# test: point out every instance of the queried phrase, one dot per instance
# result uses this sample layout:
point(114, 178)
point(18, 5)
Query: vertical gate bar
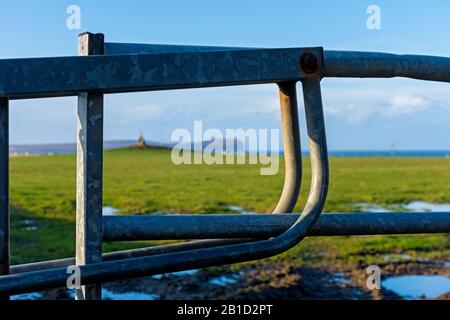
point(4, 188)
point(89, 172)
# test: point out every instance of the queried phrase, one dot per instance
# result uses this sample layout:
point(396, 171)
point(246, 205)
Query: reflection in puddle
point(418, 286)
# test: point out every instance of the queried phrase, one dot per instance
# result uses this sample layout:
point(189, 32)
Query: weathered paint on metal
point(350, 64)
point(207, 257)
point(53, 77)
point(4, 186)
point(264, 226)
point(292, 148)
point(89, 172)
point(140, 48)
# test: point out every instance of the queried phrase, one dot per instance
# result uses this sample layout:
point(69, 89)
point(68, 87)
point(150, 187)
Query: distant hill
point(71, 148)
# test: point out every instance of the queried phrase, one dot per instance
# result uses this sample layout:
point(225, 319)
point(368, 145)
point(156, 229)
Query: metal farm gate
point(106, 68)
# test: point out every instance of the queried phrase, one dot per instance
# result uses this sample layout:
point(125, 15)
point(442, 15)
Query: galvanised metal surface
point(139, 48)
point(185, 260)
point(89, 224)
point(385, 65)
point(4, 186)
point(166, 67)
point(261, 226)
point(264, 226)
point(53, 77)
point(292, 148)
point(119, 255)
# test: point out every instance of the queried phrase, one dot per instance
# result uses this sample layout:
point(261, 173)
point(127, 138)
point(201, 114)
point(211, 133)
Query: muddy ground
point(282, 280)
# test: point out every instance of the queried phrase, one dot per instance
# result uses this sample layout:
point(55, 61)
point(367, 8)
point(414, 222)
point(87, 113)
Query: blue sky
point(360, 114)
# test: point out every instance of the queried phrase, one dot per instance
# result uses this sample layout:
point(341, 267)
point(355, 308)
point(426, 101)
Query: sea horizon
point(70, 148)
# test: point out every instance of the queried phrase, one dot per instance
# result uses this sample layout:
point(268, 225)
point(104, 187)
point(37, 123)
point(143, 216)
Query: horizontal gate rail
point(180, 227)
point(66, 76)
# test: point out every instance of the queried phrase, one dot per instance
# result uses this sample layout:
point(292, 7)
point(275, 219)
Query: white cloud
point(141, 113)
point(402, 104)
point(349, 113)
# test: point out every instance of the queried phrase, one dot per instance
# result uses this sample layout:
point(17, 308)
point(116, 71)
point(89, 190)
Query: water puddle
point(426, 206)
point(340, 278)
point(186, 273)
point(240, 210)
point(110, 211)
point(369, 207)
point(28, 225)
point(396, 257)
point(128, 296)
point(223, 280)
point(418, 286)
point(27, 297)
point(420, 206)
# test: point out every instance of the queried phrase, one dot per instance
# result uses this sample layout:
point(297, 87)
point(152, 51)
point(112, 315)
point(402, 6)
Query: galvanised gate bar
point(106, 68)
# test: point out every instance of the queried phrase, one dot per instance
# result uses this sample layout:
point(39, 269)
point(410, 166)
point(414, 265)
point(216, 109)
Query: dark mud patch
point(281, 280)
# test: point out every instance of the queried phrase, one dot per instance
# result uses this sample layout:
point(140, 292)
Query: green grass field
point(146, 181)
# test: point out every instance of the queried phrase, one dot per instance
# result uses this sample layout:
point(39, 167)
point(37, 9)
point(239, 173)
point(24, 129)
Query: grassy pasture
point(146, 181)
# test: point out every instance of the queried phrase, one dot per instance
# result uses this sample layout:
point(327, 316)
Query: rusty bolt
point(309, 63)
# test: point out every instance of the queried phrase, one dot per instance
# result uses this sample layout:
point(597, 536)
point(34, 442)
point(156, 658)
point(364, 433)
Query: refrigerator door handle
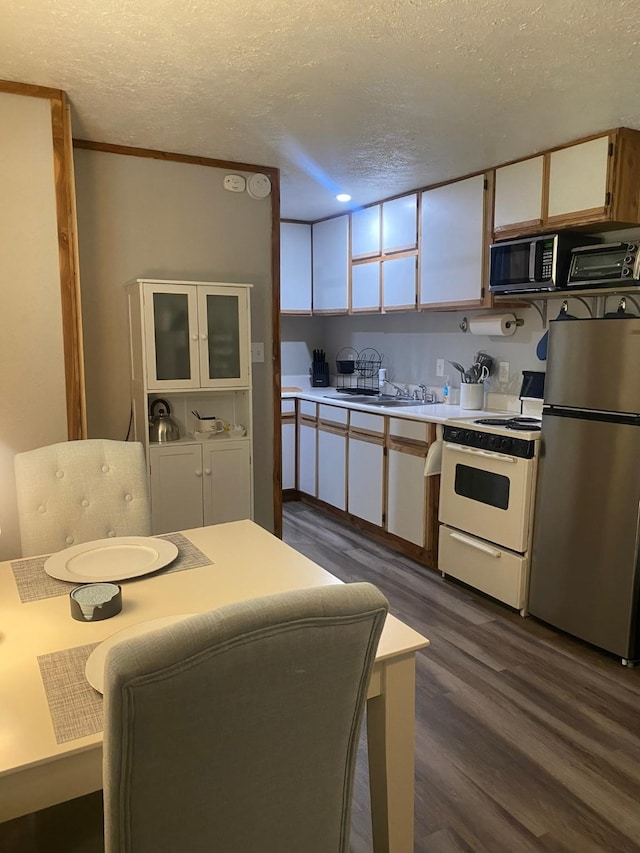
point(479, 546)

= = = = =

▸ **Given exercise**: Could you edit these lines so that "one dot per instance" reads "one point per instance" everywhere, leaving everything else unchanged and the pictures out?

▸ **Worked solution**:
# test: point out every instance of the queried phrase, one point per instance
# result uses this sample layout:
point(114, 178)
point(18, 5)
Query: vertical gate bar
point(4, 188)
point(89, 172)
# test: point out every instance of the queried phrase, one point per instance
# result uses this sample layout:
point(396, 171)
point(246, 205)
Query: reflection in puddle
point(418, 286)
# test: point out every instance of the queried phrase, one point per instance
# result uses this sample layout:
point(189, 32)
Query: weathered paint on metal
point(350, 64)
point(207, 257)
point(53, 77)
point(4, 186)
point(264, 226)
point(292, 148)
point(89, 172)
point(140, 48)
# test: point out every instance of the queried phrase, one point per instance
# result uses this sample layout:
point(69, 89)
point(68, 87)
point(150, 187)
Query: distant hill
point(71, 148)
# test: point out every instance of the queried phrase, one point per instance
# result uses this sample layout:
point(225, 319)
point(368, 145)
point(156, 229)
Query: metal farm gate
point(106, 68)
# test: point out every instance of the queried phrase, one point per instance
# result uses this sample layout:
point(125, 15)
point(442, 15)
Query: galvanised metal surface
point(139, 48)
point(185, 260)
point(89, 224)
point(385, 65)
point(4, 186)
point(166, 67)
point(261, 226)
point(264, 226)
point(53, 77)
point(292, 148)
point(119, 255)
# test: point out every instance of the queried phrase, one point per instance
# result uses this sample layout:
point(261, 173)
point(127, 138)
point(201, 114)
point(211, 133)
Query: muddy ground
point(282, 280)
# test: point out every instance of the queried phrase, one point per instance
# result uses this sample layout:
point(55, 61)
point(367, 8)
point(414, 222)
point(87, 113)
Query: blue sky
point(360, 114)
# test: point out every instance of the queried phrase, one point per instance
# result uses this sample layout:
point(341, 267)
point(355, 308)
point(426, 101)
Query: sea horizon
point(70, 148)
# test: point out every instance of the queried phrase, one point per instance
# result uses this sample layout:
point(268, 225)
point(104, 187)
point(37, 123)
point(143, 216)
Query: horizontal gate rail
point(180, 227)
point(66, 76)
# test: point out every instance of the queried phrase, one point per instance
# result uses this sample layout:
point(292, 7)
point(275, 219)
Query: white cloud
point(141, 113)
point(402, 104)
point(349, 113)
# test: point out every instance of the queried phrase, one point per instance
# result uses this sample layout:
point(17, 308)
point(116, 71)
point(89, 190)
Query: water puddle
point(426, 206)
point(340, 278)
point(186, 273)
point(240, 210)
point(110, 211)
point(369, 207)
point(28, 225)
point(396, 257)
point(128, 296)
point(223, 280)
point(418, 286)
point(27, 297)
point(420, 206)
# test: point out every instance of the queried phrase, one point per instance
# result uses this sample layout:
point(297, 87)
point(152, 51)
point(112, 315)
point(402, 6)
Query: galvanised gate bar
point(106, 68)
# test: point out every instance of the queried phrase, one point per instance
# result uses this sample layout:
point(39, 269)
point(410, 166)
point(414, 265)
point(216, 109)
Query: dark mud patch
point(281, 280)
# test: point out every instance of the queried phrase, one point per instance
# result uses this sample layout:
point(140, 292)
Query: green grass field
point(146, 181)
# test: point out every instance of the queried phrase, one point per instance
# result uses this sample layout:
point(39, 167)
point(37, 9)
point(239, 173)
point(24, 129)
Query: grassy pasture
point(146, 181)
# test: point out every instance of the queried phrase, one point per instance
# result uses this sample layout:
point(327, 316)
Query: rusty bolt
point(309, 63)
# test: point out every instance of the queried phrase, one point per instance
# result uses this sample layout:
point(597, 536)
point(34, 442)
point(156, 658)
point(364, 433)
Query: refrigerator door handle
point(479, 546)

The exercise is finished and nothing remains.